▸ **The request**:
Repeat the material exactly as it appears.

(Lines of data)
++++++++

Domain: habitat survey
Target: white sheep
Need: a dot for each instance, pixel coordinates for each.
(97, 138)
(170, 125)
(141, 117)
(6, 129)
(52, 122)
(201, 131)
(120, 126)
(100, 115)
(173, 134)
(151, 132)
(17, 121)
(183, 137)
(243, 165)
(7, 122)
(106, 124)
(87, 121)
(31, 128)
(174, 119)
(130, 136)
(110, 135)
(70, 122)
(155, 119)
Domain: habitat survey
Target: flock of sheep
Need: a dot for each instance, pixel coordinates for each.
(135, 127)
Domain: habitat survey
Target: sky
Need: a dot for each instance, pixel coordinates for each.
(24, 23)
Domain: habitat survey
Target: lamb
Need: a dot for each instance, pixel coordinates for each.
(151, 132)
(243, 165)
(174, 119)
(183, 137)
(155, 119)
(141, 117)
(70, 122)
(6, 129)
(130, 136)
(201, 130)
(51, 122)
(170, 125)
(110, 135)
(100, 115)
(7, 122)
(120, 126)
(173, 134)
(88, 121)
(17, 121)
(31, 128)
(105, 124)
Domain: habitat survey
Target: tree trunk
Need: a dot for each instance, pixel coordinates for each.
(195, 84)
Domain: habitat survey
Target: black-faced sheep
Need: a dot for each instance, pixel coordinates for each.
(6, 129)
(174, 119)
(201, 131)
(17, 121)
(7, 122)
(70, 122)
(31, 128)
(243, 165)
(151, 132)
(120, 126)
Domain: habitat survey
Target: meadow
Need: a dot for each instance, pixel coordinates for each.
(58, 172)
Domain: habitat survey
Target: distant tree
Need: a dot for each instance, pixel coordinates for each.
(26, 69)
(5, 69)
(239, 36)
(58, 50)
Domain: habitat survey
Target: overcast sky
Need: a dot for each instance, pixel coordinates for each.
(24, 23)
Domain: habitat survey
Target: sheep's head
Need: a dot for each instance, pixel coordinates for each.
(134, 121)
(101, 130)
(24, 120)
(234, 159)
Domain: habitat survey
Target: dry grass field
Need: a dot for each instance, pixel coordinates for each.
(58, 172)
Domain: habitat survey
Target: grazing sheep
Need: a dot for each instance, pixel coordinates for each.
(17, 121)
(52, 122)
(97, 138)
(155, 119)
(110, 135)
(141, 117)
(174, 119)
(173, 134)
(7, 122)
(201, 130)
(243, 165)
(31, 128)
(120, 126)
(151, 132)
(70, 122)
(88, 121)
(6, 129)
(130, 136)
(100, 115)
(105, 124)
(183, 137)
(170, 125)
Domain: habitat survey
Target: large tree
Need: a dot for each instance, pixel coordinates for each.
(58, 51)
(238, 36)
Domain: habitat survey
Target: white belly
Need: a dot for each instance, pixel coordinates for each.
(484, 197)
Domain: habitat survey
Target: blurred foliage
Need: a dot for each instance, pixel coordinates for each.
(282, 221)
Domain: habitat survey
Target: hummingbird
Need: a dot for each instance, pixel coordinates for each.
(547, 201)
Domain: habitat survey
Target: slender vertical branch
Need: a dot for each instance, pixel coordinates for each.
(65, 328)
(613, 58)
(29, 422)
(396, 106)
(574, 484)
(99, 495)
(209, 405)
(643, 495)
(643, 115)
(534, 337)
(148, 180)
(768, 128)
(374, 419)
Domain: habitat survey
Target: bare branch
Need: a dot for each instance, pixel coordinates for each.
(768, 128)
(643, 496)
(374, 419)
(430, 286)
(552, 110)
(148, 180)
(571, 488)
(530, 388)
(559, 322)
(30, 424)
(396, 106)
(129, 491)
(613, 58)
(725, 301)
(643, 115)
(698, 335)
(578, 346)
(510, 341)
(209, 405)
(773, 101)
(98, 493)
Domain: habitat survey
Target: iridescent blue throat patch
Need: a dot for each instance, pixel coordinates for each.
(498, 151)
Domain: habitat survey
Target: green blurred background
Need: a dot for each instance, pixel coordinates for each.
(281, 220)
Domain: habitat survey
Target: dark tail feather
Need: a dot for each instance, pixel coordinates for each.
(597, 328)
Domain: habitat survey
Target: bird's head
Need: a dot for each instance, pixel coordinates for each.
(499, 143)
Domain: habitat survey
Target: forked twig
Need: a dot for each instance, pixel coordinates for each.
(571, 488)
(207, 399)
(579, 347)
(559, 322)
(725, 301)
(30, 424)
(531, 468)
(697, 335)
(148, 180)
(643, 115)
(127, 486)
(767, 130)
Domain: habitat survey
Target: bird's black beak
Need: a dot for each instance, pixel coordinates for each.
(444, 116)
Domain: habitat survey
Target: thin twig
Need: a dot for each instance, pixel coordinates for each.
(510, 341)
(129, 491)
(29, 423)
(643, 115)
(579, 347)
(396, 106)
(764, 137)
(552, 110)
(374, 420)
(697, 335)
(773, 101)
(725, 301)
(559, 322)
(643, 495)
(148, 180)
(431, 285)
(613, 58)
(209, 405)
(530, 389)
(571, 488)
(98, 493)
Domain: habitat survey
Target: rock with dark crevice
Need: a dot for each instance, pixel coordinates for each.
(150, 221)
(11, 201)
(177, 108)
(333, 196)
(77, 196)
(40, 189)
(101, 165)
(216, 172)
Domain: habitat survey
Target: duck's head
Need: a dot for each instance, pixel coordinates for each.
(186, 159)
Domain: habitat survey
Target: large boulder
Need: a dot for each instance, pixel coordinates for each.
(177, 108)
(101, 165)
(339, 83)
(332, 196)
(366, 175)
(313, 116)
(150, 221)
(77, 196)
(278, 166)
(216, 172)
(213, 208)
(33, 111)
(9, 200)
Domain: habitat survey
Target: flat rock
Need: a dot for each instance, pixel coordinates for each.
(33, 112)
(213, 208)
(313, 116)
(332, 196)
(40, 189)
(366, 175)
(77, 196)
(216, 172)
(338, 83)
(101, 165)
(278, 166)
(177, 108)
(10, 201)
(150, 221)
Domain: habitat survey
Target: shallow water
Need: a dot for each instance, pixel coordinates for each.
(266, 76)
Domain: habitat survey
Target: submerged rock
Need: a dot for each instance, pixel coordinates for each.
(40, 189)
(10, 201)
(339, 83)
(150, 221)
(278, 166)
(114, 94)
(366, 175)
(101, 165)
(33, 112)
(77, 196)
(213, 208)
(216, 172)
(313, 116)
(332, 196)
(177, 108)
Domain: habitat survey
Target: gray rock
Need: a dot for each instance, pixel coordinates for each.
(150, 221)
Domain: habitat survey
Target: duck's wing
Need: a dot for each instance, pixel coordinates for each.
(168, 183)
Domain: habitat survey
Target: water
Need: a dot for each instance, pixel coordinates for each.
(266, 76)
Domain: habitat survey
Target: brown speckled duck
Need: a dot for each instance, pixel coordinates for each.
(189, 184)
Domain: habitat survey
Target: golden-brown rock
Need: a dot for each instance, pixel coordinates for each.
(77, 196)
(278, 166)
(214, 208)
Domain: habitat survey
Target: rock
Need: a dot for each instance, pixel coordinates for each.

++++++++

▸ **Answer to this task**:
Domain: habitat survey
Target: white sheep
Need: a dot for each instance, pixel coordinates for each.
(97, 138)
(170, 125)
(141, 117)
(6, 129)
(52, 122)
(201, 131)
(120, 126)
(100, 115)
(173, 134)
(151, 132)
(17, 121)
(183, 137)
(243, 165)
(7, 122)
(106, 124)
(87, 121)
(31, 128)
(174, 119)
(130, 136)
(110, 135)
(70, 122)
(155, 119)
Domain: habitat survey
Target: flock of sheep
Need: a dot for each instance, pixel coordinates for each.
(135, 127)
Domain: habitat survey
Target: sky
Need: a dot for each instance, pixel coordinates for each.
(24, 23)
Domain: habitat survey
Target: lamb
Need: a dot for each instance, pixel coordinates for each.
(151, 132)
(243, 165)
(174, 119)
(183, 137)
(155, 119)
(141, 117)
(70, 122)
(6, 129)
(130, 136)
(201, 130)
(51, 122)
(170, 125)
(110, 135)
(100, 115)
(7, 122)
(120, 126)
(173, 134)
(88, 121)
(17, 121)
(31, 128)
(105, 124)
Domain: habitat survey
Target: tree trunk
Need: a dot for each instance, pixel coordinates for each.
(195, 84)
Domain: habitat survey
Target: black-faced sheep
Need: a dot for each instance, pixel coordinates for each.
(6, 129)
(174, 119)
(201, 131)
(17, 121)
(7, 122)
(70, 122)
(31, 128)
(243, 165)
(151, 132)
(120, 126)
Domain: habitat survey
Target: meadow
Need: a dot for each instance, pixel coordinates for each.
(58, 172)
Domain: habitat survey
Target: distant tree
Need: a dot for each instance, pixel coordinates for each.
(26, 69)
(5, 69)
(239, 36)
(58, 50)
Domain: habitat survey
Target: overcast sky
Need: a dot for each instance, pixel coordinates for each.
(24, 23)
Domain: habitat survey
Target: sheep's head
Need: a dot for each instance, pixel coordinates for each.
(134, 121)
(101, 130)
(24, 120)
(234, 159)
Domain: habitat survey
Target: dry grass field
Need: a dot for each instance, pixel coordinates for each.
(58, 172)
Domain: habitat survey
Target: grazing sheep
Need: a dot for each instance, pixel coordinates for each.
(17, 121)
(52, 122)
(97, 138)
(155, 119)
(110, 135)
(141, 117)
(174, 119)
(173, 134)
(7, 122)
(201, 130)
(243, 165)
(31, 128)
(120, 126)
(151, 132)
(70, 122)
(88, 121)
(6, 129)
(130, 136)
(100, 115)
(105, 124)
(183, 137)
(170, 125)
Domain: habitat survey
Target: large tree
Need: a dot for each instance, pixel coordinates for each.
(58, 51)
(238, 36)
Domain: habitat survey
Target: white belly
Need: a dot for each instance, pixel coordinates for each.
(484, 197)
Domain: habitat survey
Target: blurred foliage
Need: a dot for each instance, pixel coordinates for each.
(282, 221)
Domain: habitat survey
Target: hummingbird
Need: a dot for each instance, pixel coordinates for each.
(547, 201)
Domain: habitat survey
Target: slender vertical branch
Need: a dot for each instance, pixel coordinates for each.
(65, 328)
(613, 58)
(29, 422)
(396, 106)
(574, 484)
(99, 495)
(209, 405)
(643, 495)
(643, 115)
(534, 337)
(148, 180)
(768, 128)
(374, 419)
Domain: habitat survey
Target: bare branch
Need: a dot for each instance, pixel coordinates for each.
(768, 128)
(643, 496)
(374, 419)
(430, 286)
(552, 110)
(148, 180)
(571, 488)
(530, 388)
(559, 322)
(30, 424)
(396, 106)
(129, 491)
(613, 58)
(725, 301)
(643, 115)
(698, 335)
(578, 346)
(510, 341)
(209, 405)
(773, 101)
(98, 493)
Domain: habitat survey
Target: iridescent blue throat patch
Need: a dot for each instance, pixel coordinates for each.
(498, 151)
Domain: habitat survey
Target: green blurred background
Need: a dot for each instance, pixel coordinates for each.
(281, 220)
Domain: habitat survey
Target: dark tail feather
Need: a dot for each instance, pixel coordinates for each.
(597, 328)
Domain: habitat survey
Target: bird's head
Need: a dot for each instance, pixel coordinates for each.
(499, 143)
Domain: habitat survey
Target: forked twig
Need: a dot for each instance, pixel coordinates for each.
(571, 488)
(207, 399)
(579, 347)
(559, 322)
(725, 301)
(30, 424)
(531, 468)
(697, 335)
(148, 180)
(643, 115)
(127, 486)
(767, 130)
Domain: habitat survey
Target: bird's black beak
Need: a dot for each instance, pixel coordinates for each.
(444, 116)
Domain: habitat survey
Target: thin twig
Need: a dot for each instance, pixel coordinates for each.
(510, 341)
(129, 491)
(29, 423)
(643, 115)
(579, 347)
(396, 106)
(764, 137)
(552, 110)
(374, 420)
(697, 335)
(773, 101)
(725, 301)
(559, 322)
(643, 495)
(148, 180)
(431, 285)
(613, 58)
(209, 405)
(530, 389)
(571, 488)
(98, 493)
Domain: habitat survey
Target: rock with dark crevice
Need: a dot for each instance, pixel coordinates for each.
(150, 221)
(11, 201)
(177, 108)
(333, 196)
(77, 196)
(40, 189)
(101, 165)
(216, 172)
Domain: habitat survey
Target: duck's head
Need: a dot for each instance, pixel coordinates for each.
(186, 159)
Domain: habitat survey
Target: large boulder
Need: a dot for each instance, pixel coordinates for each.
(177, 108)
(101, 165)
(339, 83)
(332, 196)
(366, 175)
(313, 116)
(150, 221)
(77, 196)
(278, 166)
(216, 172)
(213, 208)
(33, 111)
(9, 200)
Domain: habitat survey
Target: flat rock
Need: a dot for each instance, pixel coordinates for each.
(33, 112)
(213, 208)
(313, 116)
(332, 196)
(40, 189)
(366, 175)
(77, 196)
(216, 172)
(338, 83)
(101, 165)
(278, 166)
(177, 108)
(10, 201)
(150, 221)
Domain: habitat survey
Target: shallow water
Need: a dot for each instance, pixel coordinates for each.
(266, 76)
Domain: habitat survey
Target: submerged rock
Need: a dot for each instance, pixel coordinates for each.
(40, 189)
(10, 201)
(339, 83)
(150, 221)
(278, 166)
(114, 94)
(366, 175)
(101, 165)
(33, 112)
(77, 196)
(213, 208)
(216, 172)
(313, 116)
(332, 196)
(177, 108)
Domain: habitat survey
Target: gray rock
Need: a dot for each instance, pixel coordinates for each.
(150, 221)
Domain: habitat survey
Target: duck's wing
Need: a dot for each instance, pixel coordinates for each.
(168, 183)
Domain: habitat survey
Target: water
Need: a dot for each instance, pixel coordinates for each.
(266, 76)
Domain: habitat survey
Target: brown speckled duck
Need: a dot for each instance, pixel coordinates for each.
(189, 184)
Domain: habitat survey
Target: golden-brown rock
Need: a dot for each instance, pixel coordinates for each.
(77, 196)
(278, 166)
(214, 208)
Domain: habitat survey
Target: rock
Need: a dot for each instance, pixel coordinates for each.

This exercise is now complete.